Rescale the items from the line with "[locate] white flag (one point per instance)" up to and including the last line of the items, and write out only those lines, requests included. Multiply every coordinate in the answers by 1.45 and round each to a whole number, rounding halves up.

* begin *

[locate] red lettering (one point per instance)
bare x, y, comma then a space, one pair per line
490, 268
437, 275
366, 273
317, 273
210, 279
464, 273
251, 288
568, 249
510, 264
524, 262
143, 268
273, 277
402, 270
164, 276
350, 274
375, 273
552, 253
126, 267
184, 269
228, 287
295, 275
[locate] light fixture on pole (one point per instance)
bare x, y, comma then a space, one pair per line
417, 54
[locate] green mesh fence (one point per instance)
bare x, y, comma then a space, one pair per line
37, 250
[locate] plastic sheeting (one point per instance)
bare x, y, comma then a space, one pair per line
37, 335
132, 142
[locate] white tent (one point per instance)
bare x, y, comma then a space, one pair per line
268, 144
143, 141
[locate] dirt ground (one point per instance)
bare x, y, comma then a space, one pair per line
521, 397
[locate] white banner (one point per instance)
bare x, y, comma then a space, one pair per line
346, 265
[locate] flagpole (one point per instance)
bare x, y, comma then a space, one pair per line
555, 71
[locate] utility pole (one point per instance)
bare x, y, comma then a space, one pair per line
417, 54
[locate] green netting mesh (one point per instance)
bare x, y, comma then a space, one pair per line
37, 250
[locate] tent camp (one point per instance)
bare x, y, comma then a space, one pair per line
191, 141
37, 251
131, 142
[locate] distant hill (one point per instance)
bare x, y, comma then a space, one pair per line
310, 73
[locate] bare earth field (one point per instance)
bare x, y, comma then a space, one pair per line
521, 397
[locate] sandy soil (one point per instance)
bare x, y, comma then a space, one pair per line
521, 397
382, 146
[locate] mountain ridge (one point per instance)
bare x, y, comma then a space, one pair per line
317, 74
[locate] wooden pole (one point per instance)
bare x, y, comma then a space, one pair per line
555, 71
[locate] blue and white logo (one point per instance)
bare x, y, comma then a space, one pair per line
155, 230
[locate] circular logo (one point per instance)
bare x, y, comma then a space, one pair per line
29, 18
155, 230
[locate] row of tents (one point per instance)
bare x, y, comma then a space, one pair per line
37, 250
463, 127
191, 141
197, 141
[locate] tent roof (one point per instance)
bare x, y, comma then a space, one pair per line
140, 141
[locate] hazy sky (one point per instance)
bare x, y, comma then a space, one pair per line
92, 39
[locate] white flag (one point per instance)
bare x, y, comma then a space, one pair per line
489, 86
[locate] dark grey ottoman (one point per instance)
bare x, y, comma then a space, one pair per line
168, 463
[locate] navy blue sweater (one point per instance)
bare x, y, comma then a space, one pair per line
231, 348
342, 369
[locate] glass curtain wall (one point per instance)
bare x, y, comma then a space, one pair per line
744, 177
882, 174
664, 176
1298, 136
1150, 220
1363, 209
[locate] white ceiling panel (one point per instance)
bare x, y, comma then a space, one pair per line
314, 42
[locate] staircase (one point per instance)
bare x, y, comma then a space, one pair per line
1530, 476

* end *

_EXPECTED OUTPUT:_
[locate] white flag (one point per instance)
bare x, y, comma then a space, one pair per line
709, 125
[locate] dark grey ottoman (one point per instance)
bare x, y, comma then a space, one pair per line
244, 671
[locate] navy blue sweater (one point per instance)
bare x, y, comma then a space, one pair per line
335, 505
496, 535
[locate] glass curtain wall (one point per instance)
bare x, y, comma then a space, one pair per line
1079, 257
1279, 252
963, 255
1882, 197
1668, 319
1976, 303
[locate] white ceiling panel (one point per instance)
bare x, y, comma then a space, one pair per line
455, 61
[locate] staircase (one point per instance)
bare x, y, comma then a space, one pair per line
2219, 690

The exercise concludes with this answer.